输出要求 - 找出下面材料中所有含有字符串“wheel”的行，并逐行照抄出来。匹配时区分大小写。

↓↓↓

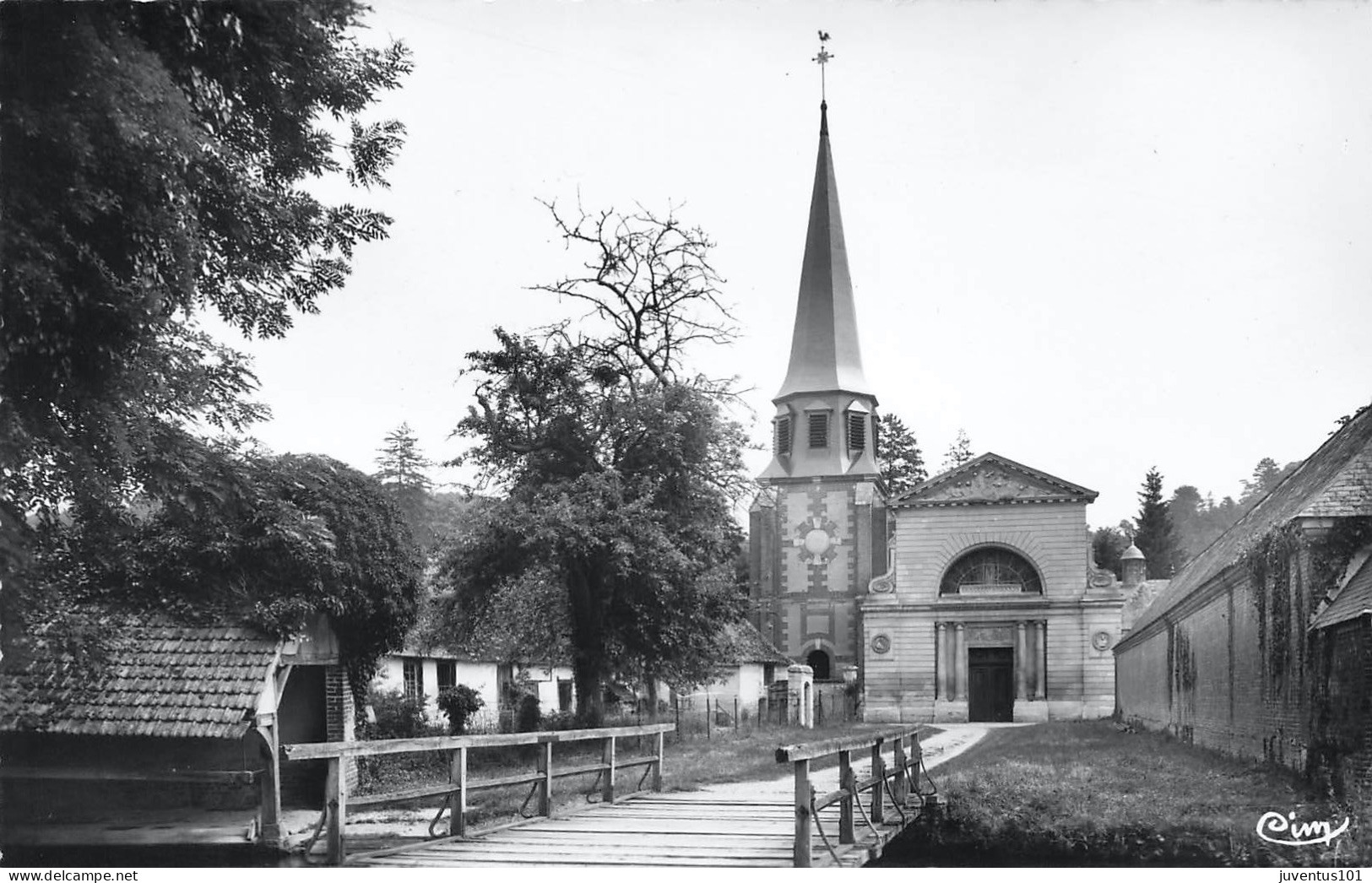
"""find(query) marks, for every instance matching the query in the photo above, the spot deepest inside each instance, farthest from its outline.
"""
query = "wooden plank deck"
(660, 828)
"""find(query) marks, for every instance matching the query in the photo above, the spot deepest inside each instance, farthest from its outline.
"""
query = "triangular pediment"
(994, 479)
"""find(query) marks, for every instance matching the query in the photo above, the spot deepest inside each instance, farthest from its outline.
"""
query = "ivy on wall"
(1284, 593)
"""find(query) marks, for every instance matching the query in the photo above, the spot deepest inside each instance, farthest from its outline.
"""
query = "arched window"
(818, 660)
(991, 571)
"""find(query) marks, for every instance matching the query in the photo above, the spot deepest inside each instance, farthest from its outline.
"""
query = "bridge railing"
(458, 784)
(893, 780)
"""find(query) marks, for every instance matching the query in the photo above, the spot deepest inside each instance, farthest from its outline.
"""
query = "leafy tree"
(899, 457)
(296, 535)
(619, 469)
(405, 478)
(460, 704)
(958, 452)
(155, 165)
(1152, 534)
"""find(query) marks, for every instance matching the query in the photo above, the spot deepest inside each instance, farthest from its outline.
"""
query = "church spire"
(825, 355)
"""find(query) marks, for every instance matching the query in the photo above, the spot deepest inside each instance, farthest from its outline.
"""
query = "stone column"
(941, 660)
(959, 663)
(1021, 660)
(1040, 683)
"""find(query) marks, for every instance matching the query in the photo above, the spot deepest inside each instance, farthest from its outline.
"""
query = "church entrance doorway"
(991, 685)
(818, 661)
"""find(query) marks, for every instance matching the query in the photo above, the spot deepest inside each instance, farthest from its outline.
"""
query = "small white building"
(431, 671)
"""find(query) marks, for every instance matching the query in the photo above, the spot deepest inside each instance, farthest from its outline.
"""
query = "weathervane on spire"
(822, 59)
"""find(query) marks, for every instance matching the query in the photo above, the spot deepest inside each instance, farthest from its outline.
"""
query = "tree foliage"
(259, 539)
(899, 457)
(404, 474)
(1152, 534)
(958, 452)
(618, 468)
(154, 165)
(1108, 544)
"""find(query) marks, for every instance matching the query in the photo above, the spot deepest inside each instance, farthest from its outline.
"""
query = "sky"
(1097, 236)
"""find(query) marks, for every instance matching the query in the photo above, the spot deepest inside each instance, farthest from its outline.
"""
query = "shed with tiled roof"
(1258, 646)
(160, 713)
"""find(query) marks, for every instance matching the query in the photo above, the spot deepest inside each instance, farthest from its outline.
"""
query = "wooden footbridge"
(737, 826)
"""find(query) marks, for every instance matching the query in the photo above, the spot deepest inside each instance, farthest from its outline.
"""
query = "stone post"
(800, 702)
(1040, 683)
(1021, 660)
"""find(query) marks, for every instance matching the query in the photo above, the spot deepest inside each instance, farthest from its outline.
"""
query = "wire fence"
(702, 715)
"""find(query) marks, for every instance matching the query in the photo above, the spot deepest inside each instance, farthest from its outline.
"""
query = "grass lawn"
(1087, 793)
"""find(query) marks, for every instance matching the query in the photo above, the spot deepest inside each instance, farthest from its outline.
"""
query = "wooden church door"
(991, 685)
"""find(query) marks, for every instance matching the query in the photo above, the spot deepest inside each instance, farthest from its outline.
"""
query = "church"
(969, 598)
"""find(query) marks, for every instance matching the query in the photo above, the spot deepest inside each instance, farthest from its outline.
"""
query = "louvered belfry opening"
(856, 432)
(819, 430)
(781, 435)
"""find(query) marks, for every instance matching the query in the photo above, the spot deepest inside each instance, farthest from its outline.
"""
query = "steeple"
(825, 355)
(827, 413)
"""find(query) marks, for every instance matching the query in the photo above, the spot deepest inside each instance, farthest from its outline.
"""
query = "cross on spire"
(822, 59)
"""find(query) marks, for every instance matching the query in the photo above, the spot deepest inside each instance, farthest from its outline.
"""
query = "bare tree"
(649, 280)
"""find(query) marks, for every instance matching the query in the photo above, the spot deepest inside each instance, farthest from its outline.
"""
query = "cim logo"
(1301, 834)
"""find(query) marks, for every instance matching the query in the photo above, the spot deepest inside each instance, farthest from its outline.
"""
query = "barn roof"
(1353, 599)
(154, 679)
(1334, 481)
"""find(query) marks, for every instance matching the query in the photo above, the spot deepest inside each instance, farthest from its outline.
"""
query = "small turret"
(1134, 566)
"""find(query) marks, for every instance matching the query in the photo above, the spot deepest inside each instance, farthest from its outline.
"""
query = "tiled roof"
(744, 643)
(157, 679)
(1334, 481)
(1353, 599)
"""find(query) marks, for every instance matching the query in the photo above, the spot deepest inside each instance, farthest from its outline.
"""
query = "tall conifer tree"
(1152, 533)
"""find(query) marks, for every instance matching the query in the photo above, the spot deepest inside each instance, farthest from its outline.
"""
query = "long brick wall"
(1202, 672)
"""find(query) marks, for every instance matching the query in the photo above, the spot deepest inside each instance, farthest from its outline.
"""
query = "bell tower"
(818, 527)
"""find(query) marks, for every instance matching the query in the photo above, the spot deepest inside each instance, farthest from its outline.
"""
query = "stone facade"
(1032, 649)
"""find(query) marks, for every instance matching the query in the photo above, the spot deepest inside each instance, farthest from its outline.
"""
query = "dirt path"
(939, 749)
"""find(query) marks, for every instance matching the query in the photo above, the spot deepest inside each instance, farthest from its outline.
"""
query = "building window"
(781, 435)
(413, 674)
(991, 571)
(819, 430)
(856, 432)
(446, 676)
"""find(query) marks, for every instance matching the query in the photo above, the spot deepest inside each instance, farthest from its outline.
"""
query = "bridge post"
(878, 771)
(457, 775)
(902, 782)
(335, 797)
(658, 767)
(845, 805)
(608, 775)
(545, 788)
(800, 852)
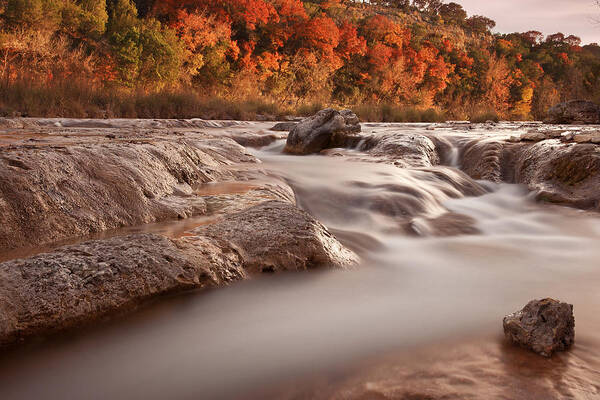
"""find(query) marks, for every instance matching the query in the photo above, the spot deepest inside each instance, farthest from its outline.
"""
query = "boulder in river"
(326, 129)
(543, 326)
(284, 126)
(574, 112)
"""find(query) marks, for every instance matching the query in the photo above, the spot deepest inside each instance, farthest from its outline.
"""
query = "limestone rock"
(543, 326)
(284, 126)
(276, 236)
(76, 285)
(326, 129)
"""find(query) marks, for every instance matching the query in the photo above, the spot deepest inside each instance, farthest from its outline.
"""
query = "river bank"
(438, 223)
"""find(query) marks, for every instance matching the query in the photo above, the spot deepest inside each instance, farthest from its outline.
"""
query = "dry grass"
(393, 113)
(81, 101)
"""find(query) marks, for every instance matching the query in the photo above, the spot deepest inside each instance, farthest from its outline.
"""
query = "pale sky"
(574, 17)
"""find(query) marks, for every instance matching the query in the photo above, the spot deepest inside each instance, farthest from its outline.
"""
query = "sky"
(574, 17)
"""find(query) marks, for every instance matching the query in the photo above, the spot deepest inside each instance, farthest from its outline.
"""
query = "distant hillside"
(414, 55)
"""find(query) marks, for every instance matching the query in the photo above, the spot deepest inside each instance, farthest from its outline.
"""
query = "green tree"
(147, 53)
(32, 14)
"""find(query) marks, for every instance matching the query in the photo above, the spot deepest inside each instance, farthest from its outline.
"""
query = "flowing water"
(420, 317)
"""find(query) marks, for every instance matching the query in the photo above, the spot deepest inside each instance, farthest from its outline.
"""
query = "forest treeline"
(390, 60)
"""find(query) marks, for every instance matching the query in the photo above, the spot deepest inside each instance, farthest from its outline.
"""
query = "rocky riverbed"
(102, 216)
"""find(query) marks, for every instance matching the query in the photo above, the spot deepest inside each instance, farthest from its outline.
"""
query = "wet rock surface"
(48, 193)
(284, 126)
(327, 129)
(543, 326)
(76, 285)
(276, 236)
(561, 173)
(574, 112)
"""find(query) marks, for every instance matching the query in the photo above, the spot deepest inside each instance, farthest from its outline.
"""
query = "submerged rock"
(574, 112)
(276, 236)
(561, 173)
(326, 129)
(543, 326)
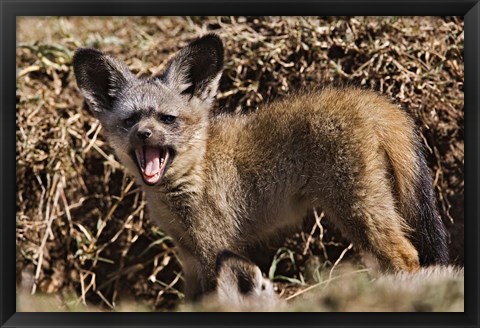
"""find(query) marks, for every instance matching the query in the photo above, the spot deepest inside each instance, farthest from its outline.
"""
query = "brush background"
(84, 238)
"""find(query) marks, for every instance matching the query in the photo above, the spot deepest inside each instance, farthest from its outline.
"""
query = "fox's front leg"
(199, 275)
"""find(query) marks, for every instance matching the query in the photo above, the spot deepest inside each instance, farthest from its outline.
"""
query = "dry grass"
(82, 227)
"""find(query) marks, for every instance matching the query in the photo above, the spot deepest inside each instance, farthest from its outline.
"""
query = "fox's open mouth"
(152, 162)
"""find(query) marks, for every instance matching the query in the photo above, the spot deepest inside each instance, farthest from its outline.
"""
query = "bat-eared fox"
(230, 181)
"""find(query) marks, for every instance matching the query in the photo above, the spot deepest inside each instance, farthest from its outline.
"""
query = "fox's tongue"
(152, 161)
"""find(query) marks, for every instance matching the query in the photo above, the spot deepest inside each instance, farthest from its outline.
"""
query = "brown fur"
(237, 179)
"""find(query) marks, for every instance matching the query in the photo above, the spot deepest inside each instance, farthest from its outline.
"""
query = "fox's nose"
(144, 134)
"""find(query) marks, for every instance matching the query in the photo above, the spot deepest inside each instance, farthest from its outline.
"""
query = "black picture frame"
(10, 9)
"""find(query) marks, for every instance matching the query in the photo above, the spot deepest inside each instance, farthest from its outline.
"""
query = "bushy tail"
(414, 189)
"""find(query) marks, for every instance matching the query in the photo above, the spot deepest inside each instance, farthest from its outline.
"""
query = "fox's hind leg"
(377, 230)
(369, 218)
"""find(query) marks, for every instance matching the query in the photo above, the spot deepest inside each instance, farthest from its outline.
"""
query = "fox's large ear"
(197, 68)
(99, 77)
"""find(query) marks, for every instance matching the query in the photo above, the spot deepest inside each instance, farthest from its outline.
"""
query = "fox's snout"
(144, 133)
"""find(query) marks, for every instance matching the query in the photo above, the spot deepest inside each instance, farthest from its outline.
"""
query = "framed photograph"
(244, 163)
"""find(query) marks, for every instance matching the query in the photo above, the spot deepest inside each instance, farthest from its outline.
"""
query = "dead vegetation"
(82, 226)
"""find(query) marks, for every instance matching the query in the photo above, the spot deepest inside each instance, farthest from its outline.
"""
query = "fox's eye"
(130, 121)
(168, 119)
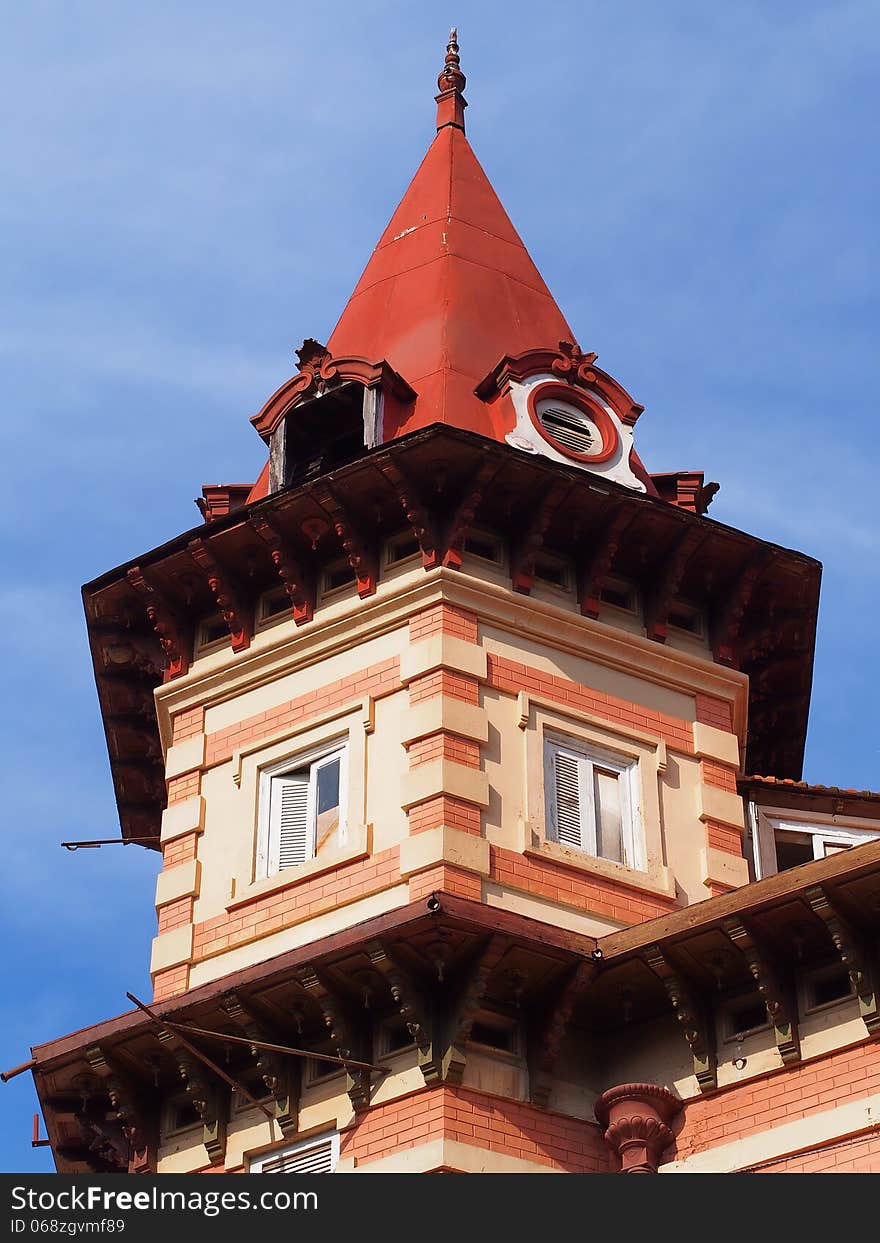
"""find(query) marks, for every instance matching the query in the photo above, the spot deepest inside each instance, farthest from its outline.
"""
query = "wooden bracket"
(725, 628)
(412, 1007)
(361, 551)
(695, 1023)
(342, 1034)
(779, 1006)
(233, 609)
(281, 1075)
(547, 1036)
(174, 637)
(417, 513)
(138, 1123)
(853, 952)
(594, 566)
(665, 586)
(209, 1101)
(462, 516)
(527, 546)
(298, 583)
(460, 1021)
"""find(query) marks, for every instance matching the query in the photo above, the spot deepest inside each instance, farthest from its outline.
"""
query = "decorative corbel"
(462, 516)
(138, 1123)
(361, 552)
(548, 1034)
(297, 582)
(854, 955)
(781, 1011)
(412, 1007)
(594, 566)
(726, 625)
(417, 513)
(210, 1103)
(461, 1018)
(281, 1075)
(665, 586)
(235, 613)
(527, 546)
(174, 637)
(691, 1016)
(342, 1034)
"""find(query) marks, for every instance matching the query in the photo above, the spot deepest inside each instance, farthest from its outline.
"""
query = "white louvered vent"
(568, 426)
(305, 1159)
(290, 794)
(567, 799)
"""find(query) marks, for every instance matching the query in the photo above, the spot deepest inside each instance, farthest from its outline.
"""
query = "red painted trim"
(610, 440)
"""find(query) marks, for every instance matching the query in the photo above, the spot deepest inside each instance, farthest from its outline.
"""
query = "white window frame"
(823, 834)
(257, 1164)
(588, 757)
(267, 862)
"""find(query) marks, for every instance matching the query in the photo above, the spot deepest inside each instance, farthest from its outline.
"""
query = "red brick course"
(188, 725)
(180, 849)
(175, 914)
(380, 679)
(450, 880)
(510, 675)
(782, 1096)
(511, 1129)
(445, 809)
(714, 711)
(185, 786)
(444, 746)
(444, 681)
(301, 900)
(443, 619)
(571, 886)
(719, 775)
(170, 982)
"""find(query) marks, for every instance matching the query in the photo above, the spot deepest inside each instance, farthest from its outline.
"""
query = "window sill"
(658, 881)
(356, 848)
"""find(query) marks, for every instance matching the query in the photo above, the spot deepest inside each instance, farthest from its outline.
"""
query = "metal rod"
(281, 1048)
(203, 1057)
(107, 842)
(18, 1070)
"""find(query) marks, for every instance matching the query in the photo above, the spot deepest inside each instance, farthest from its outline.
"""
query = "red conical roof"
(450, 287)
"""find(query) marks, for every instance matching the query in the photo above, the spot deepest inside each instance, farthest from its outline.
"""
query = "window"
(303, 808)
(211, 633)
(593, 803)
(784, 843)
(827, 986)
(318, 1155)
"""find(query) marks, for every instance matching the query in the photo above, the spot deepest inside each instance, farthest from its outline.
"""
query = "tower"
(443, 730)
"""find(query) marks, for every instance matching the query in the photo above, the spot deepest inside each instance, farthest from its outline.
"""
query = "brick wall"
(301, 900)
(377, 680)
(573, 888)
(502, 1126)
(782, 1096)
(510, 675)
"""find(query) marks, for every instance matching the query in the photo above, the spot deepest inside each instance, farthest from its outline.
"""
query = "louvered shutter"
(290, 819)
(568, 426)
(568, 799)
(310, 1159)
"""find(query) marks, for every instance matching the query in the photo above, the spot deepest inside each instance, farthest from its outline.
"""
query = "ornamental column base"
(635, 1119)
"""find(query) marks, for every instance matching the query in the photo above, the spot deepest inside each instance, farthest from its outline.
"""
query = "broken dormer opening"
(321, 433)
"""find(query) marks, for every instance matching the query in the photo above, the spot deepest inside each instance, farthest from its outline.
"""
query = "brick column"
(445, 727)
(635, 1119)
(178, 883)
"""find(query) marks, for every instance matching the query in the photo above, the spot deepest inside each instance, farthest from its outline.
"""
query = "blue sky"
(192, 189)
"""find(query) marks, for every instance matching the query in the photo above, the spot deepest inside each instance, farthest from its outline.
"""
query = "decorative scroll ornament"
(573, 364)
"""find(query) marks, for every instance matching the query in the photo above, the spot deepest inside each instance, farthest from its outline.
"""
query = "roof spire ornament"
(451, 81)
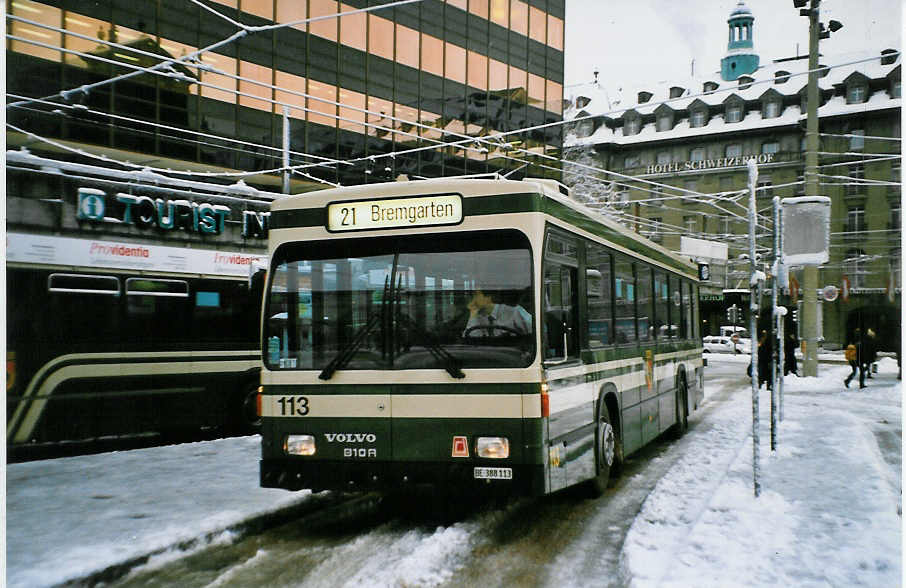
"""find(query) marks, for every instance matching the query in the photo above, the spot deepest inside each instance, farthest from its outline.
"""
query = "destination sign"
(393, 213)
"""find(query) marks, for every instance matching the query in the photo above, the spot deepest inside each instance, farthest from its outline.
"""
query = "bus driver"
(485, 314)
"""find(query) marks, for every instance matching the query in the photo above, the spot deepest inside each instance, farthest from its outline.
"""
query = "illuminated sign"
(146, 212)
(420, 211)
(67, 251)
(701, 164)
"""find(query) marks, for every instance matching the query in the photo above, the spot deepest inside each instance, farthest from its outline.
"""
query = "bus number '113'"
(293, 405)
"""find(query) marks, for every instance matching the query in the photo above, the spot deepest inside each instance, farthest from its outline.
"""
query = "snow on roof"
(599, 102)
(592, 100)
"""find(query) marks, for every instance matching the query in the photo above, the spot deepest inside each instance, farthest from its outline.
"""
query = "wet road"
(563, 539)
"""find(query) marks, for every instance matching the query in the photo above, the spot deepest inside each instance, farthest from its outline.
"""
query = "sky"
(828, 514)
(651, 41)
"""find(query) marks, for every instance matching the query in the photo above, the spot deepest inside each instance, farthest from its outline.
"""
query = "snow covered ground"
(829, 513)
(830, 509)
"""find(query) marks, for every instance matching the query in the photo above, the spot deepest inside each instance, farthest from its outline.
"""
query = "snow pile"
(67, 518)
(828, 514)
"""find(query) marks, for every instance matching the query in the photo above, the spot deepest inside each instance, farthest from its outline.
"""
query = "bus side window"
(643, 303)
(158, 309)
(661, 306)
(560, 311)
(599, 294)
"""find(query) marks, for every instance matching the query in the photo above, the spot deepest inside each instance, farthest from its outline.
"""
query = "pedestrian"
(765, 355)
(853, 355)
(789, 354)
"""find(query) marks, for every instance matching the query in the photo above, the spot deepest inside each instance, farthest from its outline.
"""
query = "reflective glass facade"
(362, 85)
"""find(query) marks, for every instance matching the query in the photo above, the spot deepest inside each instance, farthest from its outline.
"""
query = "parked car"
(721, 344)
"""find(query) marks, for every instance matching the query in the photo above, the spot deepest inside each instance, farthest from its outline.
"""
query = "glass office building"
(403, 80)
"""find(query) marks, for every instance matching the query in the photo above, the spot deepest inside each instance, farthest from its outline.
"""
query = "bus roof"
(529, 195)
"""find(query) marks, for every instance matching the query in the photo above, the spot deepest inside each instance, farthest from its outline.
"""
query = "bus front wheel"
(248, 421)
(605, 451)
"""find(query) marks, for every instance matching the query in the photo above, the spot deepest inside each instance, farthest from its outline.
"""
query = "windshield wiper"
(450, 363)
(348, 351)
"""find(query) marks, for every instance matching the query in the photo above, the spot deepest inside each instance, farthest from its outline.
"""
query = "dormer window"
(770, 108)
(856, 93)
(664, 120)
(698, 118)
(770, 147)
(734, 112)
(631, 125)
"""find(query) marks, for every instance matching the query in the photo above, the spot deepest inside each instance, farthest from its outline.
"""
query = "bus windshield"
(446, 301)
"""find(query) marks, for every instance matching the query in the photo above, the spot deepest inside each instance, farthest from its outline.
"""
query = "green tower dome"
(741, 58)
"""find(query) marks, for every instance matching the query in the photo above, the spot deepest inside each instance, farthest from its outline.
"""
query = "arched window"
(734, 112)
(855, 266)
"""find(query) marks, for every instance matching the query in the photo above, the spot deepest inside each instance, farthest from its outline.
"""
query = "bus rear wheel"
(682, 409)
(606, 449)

↑↑↑

练习结果 -
query = "bus front wheel"
query = "bus rear wheel"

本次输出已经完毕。